## EXCERPT
★ ★ ★ ★

- Born: August 2, 1959 Portsmouth, Virginia, U.S.
- Died: July 9, 2003 (aged 43) Huntsville Unit, Huntsville, Texas, U.S.
- Cause of death: Execution by lethal injection
- Criminal status: Executed
- Motive: Revenge against wife over impending divorce
- Conviction: Capital murder
- Criminal penalty: Death

Details
- Victims: Gwendolyn Black, 36 Christina Marie Black, 15 weeks Katrese Houston, 17 months
- Date: February 7, 1998
- Country: United States
- State: Texas
- Location: Killeen
- Weapon: Pistol

= Christopher Black Sr. =

Executed American murderer (1959–2003)

Christopher Black Sr. (August 2, 1959 – July 9, 2003) was an American convicted murderer who killed his wife, daughter, and step-granddaughter in Texas in 1998 after learning that his wife wanted a divorce. Christopher was convicted and sentenced to death that same year, and executed in 2003.

== Early life ==
Christopher joined the U.S. Army when he was younger. He rose to the rank of Sergeant before retiring. In the mid-1990s, Christopher married Gwendolyn Black, a retired Army soldier who became an elementary school teacher. The couple had a daughter together, Christina Marie Black.

== Murders, trial, and execution ==
In 1998, Gwendolyn told Christopher that she wanted a divorce. She had become frustrated after her husband did not do much to help the family and left town to get a job as a security guard. After learning of his wife's plans, Christopher decided he would kill her.

★ ★ ★ ★

## Dataset rows showing where objects appear

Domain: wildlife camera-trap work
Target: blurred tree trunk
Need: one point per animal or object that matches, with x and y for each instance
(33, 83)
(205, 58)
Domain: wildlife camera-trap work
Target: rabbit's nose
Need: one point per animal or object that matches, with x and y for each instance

★ ★ ★ ★

## WHAT TO PRODUCE
Rewrite the article on Christopher Black Sr. starting at "Christopher Black Sr. (August" and ending at "Christina Marie Black.", changing "Sergeant" to "Staff Sergeant".

## CORRECT ANSWER
Christopher Black Sr. (August 2, 1959 – July 9, 2003) was an American convicted murderer who killed his wife, daughter, and step-granddaughter in Texas in 1998 after learning that his wife wanted a divorce. Christopher was convicted and sentenced to death that same year, and executed in 2003.

== Early life ==
Christopher joined the U.S. Army when he was younger. He rose to the rank of Staff Sergeant before retiring. In the mid-1990s, Christopher married Gwendolyn Black, a retired Army soldier who became an elementary school teacher. The couple had a daughter together, Christina Marie Black.